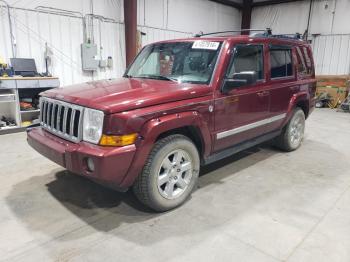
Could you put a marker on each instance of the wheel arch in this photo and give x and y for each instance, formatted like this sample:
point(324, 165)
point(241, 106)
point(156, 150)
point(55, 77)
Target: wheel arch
point(192, 124)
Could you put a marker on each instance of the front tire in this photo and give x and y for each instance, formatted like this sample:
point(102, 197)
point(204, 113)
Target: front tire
point(292, 135)
point(170, 173)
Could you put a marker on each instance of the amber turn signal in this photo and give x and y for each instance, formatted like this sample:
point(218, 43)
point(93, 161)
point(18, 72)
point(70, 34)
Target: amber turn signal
point(125, 140)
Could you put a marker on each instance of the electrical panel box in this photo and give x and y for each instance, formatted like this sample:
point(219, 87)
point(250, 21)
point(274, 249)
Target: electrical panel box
point(103, 63)
point(89, 57)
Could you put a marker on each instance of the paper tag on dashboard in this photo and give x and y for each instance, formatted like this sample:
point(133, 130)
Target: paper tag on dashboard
point(205, 45)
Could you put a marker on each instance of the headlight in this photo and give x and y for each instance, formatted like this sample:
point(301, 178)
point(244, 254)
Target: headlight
point(92, 125)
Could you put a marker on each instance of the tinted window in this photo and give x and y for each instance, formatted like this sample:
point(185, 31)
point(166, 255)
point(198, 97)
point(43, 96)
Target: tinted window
point(304, 61)
point(184, 62)
point(302, 69)
point(247, 58)
point(281, 63)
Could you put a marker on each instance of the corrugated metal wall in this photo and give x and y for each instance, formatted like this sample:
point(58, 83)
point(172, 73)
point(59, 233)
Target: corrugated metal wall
point(332, 54)
point(156, 34)
point(64, 34)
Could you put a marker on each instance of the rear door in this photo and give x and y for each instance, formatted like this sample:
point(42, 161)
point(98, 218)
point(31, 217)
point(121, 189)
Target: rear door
point(282, 83)
point(239, 114)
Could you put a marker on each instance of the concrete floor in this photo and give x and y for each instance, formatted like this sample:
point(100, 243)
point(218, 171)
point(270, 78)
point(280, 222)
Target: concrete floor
point(260, 205)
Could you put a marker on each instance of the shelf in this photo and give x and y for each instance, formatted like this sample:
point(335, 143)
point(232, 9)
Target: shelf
point(30, 111)
point(7, 98)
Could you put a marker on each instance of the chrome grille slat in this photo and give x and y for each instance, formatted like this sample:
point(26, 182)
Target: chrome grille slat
point(51, 118)
point(58, 124)
point(72, 122)
point(65, 120)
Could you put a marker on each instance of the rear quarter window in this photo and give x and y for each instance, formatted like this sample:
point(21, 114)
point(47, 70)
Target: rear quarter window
point(304, 63)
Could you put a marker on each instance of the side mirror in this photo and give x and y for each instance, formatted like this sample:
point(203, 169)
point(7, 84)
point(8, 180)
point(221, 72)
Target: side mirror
point(238, 80)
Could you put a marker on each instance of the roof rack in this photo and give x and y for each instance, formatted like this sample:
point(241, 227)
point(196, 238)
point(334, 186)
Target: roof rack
point(264, 33)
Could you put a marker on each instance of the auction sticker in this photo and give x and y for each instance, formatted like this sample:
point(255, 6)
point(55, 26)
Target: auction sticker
point(205, 45)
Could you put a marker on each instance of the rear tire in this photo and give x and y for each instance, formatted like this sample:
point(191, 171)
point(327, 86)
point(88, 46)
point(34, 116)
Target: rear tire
point(169, 175)
point(293, 133)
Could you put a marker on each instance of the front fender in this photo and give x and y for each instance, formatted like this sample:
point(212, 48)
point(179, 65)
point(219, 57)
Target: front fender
point(151, 130)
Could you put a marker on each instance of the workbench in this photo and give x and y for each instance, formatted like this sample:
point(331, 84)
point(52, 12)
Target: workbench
point(12, 90)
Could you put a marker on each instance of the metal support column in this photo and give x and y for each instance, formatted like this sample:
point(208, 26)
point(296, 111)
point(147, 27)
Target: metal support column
point(130, 18)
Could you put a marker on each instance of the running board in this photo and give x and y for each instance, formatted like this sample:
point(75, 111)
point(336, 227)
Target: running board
point(240, 147)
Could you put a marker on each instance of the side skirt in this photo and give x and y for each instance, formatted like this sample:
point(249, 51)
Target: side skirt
point(240, 147)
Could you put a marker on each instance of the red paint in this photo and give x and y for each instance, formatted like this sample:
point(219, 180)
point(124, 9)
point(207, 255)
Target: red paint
point(152, 107)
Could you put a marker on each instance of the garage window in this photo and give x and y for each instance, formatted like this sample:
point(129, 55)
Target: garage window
point(281, 62)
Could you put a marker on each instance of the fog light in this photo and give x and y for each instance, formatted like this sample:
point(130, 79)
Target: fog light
point(90, 164)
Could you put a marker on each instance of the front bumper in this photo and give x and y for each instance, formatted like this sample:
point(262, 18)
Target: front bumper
point(111, 163)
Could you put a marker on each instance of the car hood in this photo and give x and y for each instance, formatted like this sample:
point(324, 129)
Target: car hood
point(117, 95)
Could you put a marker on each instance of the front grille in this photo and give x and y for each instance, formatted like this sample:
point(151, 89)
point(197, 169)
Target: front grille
point(61, 118)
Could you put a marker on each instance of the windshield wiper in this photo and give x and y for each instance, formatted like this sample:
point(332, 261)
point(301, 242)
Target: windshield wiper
point(158, 77)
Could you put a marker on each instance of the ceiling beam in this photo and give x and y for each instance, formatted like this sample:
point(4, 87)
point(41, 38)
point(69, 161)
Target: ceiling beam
point(273, 2)
point(228, 3)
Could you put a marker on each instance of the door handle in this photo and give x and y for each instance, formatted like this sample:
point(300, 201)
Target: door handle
point(263, 93)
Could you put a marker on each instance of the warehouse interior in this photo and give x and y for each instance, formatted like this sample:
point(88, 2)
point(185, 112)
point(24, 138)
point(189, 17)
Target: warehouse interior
point(260, 204)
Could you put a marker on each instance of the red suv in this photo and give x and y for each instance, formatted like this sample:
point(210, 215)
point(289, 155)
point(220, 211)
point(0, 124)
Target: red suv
point(180, 105)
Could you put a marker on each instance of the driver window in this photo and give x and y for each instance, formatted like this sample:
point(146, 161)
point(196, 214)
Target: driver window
point(247, 58)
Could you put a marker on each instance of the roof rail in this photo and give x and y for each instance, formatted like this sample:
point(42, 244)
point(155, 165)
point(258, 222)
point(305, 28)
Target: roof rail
point(262, 33)
point(266, 31)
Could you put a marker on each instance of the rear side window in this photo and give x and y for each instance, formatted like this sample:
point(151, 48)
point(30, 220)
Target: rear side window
point(281, 63)
point(247, 58)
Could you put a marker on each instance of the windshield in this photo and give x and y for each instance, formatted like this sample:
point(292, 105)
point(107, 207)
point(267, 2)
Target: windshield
point(184, 62)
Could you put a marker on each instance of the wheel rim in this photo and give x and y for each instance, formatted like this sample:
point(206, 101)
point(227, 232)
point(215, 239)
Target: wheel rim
point(297, 130)
point(175, 173)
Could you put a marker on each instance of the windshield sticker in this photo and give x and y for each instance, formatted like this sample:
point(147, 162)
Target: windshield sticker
point(205, 45)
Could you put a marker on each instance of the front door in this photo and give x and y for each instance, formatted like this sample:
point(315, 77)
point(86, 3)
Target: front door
point(241, 113)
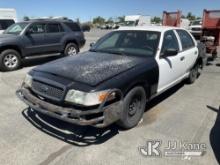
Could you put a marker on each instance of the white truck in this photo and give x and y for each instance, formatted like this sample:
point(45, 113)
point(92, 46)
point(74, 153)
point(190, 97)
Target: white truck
point(137, 20)
point(7, 18)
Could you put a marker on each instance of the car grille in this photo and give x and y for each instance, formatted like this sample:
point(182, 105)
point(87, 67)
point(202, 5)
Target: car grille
point(196, 29)
point(47, 91)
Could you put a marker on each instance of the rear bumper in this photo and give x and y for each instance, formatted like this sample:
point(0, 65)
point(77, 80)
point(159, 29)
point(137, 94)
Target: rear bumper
point(107, 114)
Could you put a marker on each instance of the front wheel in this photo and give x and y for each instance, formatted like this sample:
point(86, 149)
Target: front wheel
point(133, 108)
point(193, 74)
point(10, 60)
point(71, 49)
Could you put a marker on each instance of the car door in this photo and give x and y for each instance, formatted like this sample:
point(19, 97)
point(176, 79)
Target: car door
point(171, 67)
point(189, 51)
point(53, 37)
point(34, 39)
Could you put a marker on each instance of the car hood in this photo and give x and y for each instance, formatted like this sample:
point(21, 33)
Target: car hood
point(91, 68)
point(5, 36)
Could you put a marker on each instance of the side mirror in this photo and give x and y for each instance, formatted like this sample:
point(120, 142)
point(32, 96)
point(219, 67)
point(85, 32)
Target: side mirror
point(92, 44)
point(170, 52)
point(29, 32)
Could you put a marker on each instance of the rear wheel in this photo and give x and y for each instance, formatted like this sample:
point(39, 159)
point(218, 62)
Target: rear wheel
point(133, 109)
point(71, 49)
point(10, 60)
point(193, 74)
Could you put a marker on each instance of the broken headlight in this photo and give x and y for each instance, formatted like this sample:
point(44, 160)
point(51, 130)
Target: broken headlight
point(88, 99)
point(28, 80)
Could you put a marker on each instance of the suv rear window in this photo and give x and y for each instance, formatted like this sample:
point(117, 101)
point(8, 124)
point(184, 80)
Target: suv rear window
point(73, 26)
point(4, 24)
point(54, 28)
point(186, 39)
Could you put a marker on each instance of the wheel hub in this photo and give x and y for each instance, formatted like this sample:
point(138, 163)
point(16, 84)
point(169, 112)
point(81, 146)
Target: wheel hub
point(134, 106)
point(10, 61)
point(72, 51)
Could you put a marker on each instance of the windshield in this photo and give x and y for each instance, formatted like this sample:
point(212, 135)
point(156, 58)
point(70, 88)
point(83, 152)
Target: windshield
point(197, 22)
point(141, 43)
point(130, 23)
point(16, 28)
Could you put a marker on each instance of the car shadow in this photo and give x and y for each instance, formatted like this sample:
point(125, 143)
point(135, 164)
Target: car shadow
point(83, 135)
point(215, 134)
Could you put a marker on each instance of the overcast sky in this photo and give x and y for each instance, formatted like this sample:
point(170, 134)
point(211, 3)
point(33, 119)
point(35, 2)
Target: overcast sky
point(87, 9)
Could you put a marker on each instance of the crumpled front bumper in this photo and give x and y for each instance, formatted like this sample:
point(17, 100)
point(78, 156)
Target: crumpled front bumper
point(107, 114)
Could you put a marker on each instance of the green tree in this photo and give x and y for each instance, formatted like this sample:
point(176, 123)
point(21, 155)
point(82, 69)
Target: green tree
point(78, 20)
point(190, 16)
point(110, 20)
point(156, 20)
point(121, 19)
point(98, 20)
point(26, 18)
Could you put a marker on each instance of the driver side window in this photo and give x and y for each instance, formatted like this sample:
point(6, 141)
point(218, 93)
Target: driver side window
point(169, 42)
point(37, 28)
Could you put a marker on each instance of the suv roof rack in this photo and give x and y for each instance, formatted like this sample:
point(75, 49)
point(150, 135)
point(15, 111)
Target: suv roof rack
point(52, 19)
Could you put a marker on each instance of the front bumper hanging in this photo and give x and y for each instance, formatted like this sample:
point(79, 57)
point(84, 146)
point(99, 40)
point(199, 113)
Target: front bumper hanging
point(107, 114)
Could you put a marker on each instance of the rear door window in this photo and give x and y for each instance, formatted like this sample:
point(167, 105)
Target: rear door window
point(170, 42)
point(4, 24)
point(54, 28)
point(73, 26)
point(186, 39)
point(37, 28)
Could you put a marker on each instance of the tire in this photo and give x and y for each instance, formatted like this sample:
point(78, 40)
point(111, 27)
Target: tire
point(71, 49)
point(10, 60)
point(133, 108)
point(193, 74)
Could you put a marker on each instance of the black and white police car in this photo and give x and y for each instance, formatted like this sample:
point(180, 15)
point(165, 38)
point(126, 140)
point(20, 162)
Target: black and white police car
point(114, 80)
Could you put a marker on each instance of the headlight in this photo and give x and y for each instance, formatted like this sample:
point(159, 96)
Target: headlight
point(28, 80)
point(87, 99)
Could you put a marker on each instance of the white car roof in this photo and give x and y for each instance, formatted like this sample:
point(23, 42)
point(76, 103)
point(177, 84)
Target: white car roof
point(149, 28)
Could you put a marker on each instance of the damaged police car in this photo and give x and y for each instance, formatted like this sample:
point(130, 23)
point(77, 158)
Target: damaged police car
point(114, 80)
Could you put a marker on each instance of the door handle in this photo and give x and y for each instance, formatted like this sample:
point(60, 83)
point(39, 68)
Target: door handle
point(182, 58)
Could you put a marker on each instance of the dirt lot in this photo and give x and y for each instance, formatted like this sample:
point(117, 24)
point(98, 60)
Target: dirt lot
point(184, 113)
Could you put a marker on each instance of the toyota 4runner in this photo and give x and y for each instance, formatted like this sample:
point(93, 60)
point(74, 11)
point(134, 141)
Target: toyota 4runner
point(38, 38)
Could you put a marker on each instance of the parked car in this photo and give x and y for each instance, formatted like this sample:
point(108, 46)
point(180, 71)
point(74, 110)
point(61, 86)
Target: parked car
point(7, 18)
point(85, 27)
point(38, 38)
point(114, 80)
point(196, 28)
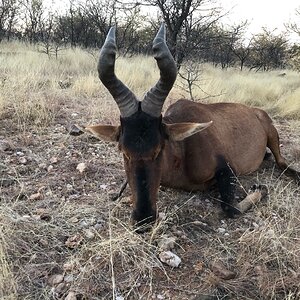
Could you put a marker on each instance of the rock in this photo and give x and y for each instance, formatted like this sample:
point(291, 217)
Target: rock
point(6, 182)
point(221, 271)
point(71, 296)
point(55, 279)
point(166, 243)
point(89, 234)
point(36, 196)
point(74, 241)
point(75, 130)
point(81, 167)
point(221, 230)
point(23, 160)
point(53, 160)
point(69, 278)
point(69, 266)
point(170, 258)
point(6, 146)
point(61, 288)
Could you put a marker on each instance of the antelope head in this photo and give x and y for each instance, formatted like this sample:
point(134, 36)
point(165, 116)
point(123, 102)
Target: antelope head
point(141, 135)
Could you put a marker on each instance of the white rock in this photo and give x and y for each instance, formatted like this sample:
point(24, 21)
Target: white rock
point(221, 230)
point(81, 167)
point(166, 243)
point(170, 258)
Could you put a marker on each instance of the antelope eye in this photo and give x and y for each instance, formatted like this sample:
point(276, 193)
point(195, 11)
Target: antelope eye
point(126, 155)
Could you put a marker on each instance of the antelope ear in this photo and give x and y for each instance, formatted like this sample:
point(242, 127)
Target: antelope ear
point(180, 131)
point(105, 132)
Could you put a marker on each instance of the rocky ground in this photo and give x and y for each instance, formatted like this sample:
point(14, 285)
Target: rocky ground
point(64, 237)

+ + + +

**TASK DETAILS**
Look above for the line with "point(150, 135)" and the line with "point(84, 146)"; transcribe both and all lines in between, exactly, and nothing else.

**EXERCISE RESULT**
point(150, 135)
point(15, 111)
Target: suv roof rack
point(52, 19)
Could you put a marker on each instance of the front bumper hanging in this photo and give x and y for each instance, formatted like this sample:
point(79, 57)
point(84, 146)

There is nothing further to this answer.